» **Texto para leitura**
= = = = = = =
Em apenas uma ação movida pelo “Dr. LaCorte” contra o laboratório Merck, o governo recuperou US$ 250 milhões, depois de fechar um acordo para encerrar a ação judicial. A ação movida pelo médico demonstrou que o Merck cobrou preços exorbitantes do Medicaid, órgão de seguro de saúde governamental para pobres, pelo fornecimento de Pepsid, um medicamento contra asia. Com parte de sua comissão, o médico comprou um iate, no qual mandou pintar o nome “Pepsid”.
LaCorte é, reconhecidamente, o mais prolífico dessa nova classe de caçadores de recompensas, que vem se popularizando nos EUA, de acordo com o Wall Street Journal. Nas últimas duas décadas, o médico de 65 anos, que também pratica Medicina em Nova Orleans, Louisiana, moveu 12 ações judiciais contra empresas que atuam na área de saúde. Ele se especializa em acusar empresas que fraudam programas sociais do governo, como Medicaid e Medicare.
Em cinco dessas ações, ele ajudou o governo a recuperar “algumas centenas de milhões de dólares”, diz o jornal. Cinco ações foram rejeitadas pelos tribunais. Um juiz classificou uma das ações rejeitadas como “uma recitação esfarrapada de informações que já eram do conhecimento público”. Duas ações estão pendentes. O governo aderiu a uma delas e não à outra, que foi classificada como “claramente deficiente”.
O governo americano gosta dos delatores por dinheiro, assim como sempre gostou dos caçadores de fugitivos. O Departamento de Justiça já declarou que eles “são fundamentais para trazer ao governo alegações de fraudes que, de outra forma, passariam despercebidas”. Na verdade, o governo enviou uma carta ao “Dr. LaCorte” em que elogiou sua “boa cidadania”.
= = = = = = =
» **Trechos das linhas**
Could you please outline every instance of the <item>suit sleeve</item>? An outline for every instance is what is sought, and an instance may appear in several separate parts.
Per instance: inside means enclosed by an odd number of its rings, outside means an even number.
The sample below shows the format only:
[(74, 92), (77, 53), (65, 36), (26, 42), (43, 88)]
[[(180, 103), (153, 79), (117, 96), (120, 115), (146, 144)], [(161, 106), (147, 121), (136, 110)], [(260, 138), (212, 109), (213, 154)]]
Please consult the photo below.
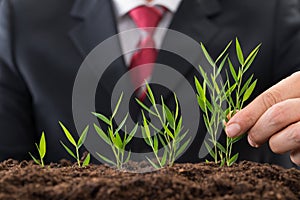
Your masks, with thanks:
[(300, 70), (300, 1), (277, 2), (273, 63), (276, 82)]
[(32, 99), (14, 61), (10, 2), (0, 0), (0, 161), (35, 151)]

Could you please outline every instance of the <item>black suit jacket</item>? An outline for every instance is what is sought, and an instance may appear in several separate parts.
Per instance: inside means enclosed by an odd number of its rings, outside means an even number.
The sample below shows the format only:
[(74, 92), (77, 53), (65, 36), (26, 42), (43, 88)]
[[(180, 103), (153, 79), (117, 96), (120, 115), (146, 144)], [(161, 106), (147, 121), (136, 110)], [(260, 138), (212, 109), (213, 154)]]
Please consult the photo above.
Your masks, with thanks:
[[(183, 0), (170, 28), (203, 42), (214, 58), (235, 37), (246, 54), (262, 43), (249, 72), (258, 78), (255, 95), (299, 69), (297, 0)], [(96, 45), (116, 33), (109, 0), (1, 1), (0, 160), (28, 158), (42, 131), (48, 161), (70, 158), (59, 143), (67, 141), (58, 121), (75, 133), (72, 88), (77, 71)], [(185, 69), (181, 73), (193, 79), (182, 58), (162, 51), (157, 62)], [(104, 101), (109, 101), (109, 91), (126, 72), (122, 58), (112, 66), (110, 76), (99, 84), (100, 89), (107, 88), (97, 97), (98, 112), (110, 112)], [(198, 134), (180, 161), (199, 160), (202, 139)], [(244, 140), (235, 148), (241, 159), (291, 166), (288, 154), (274, 155), (267, 145), (253, 149)]]

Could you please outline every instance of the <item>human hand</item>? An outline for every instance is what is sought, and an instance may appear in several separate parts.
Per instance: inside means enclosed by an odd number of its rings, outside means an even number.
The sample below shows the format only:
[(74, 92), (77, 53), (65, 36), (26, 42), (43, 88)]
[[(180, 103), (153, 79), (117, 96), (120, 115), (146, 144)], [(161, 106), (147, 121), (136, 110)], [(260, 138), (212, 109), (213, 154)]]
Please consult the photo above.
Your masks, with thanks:
[(274, 153), (291, 152), (300, 165), (300, 72), (269, 88), (226, 124), (229, 137), (248, 131), (248, 142), (259, 147), (269, 141)]

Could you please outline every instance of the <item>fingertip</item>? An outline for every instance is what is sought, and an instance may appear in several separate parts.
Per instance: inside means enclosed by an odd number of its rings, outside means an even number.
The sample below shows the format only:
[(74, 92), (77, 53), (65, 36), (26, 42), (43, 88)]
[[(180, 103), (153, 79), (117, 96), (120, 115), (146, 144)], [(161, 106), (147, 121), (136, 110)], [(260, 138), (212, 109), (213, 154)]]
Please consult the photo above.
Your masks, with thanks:
[(241, 126), (237, 123), (232, 123), (226, 126), (225, 132), (228, 137), (236, 137), (241, 134)]

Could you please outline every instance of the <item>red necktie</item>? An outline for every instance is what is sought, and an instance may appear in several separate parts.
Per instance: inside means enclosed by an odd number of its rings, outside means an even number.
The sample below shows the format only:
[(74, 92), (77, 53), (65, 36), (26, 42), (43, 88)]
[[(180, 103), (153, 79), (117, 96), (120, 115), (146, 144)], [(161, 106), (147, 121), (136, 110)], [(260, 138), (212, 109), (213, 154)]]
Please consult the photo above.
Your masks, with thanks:
[[(141, 39), (138, 43), (138, 48), (130, 62), (129, 69), (133, 69), (131, 76), (134, 86), (144, 85), (145, 81), (149, 81), (153, 64), (156, 61), (157, 49), (155, 49), (155, 42), (153, 34), (155, 27), (158, 25), (162, 18), (164, 9), (159, 7), (139, 6), (129, 12), (129, 16), (134, 23), (143, 32)], [(149, 27), (151, 27), (149, 29)], [(143, 65), (142, 67), (139, 67)], [(144, 100), (146, 96), (146, 88), (141, 87), (138, 91), (137, 97)]]

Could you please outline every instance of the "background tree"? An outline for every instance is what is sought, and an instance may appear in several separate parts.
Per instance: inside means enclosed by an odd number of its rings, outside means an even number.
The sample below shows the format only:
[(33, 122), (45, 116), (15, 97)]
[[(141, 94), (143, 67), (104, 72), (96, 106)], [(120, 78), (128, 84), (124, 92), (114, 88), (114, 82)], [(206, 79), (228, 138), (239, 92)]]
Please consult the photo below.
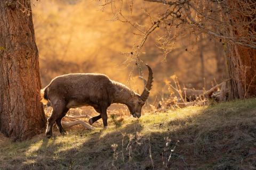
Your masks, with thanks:
[[(244, 98), (256, 95), (254, 1), (144, 1), (154, 4), (155, 8), (161, 8), (162, 12), (157, 10), (150, 12), (145, 5), (145, 15), (150, 20), (143, 26), (138, 24), (137, 21), (125, 12), (123, 6), (127, 5), (123, 1), (103, 2), (103, 6), (111, 4), (117, 20), (130, 23), (137, 29), (137, 34), (139, 33), (141, 37), (140, 41), (133, 48), (133, 55), (130, 56), (132, 62), (140, 66), (142, 62), (142, 47), (149, 35), (159, 27), (164, 28), (165, 32), (156, 35), (156, 39), (159, 41), (158, 46), (163, 51), (164, 56), (172, 52), (173, 44), (178, 36), (192, 34), (195, 36), (191, 37), (195, 37), (196, 41), (200, 42), (198, 40), (202, 39), (202, 35), (208, 35), (219, 39), (222, 43), (226, 57), (226, 63), (222, 63), (227, 65), (226, 78), (231, 79), (228, 86), (229, 98)], [(136, 6), (134, 1), (127, 2), (131, 7)], [(198, 37), (201, 38), (197, 39)]]
[(0, 1), (0, 130), (14, 140), (45, 125), (30, 1)]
= = = = = = =
» **Instruções da tarefa**
Transcreva do texto sobre o "Dr. LaCorte" o trecho que vai de "LaCorte é, reconhecidamente, o" até "Medicaid e Medicare.", sem alterar nada.

» **Resposta abaixo**
LaCorte é, reconhecidamente, o mais prolífico dessa nova classe de caçadores de recompensas, que vem se popularizando nos EUA, de acordo com o Wall Street Journal. Nas últimas duas décadas, o médico de 65 anos, que também pratica Medicina em Nova Orleans, Louisiana, moveu 12 ações judiciais contra empresas que atuam na área de saúde. Ele se especializa em acusar empresas que fraudam programas sociais do governo, como Medicaid e Medicare.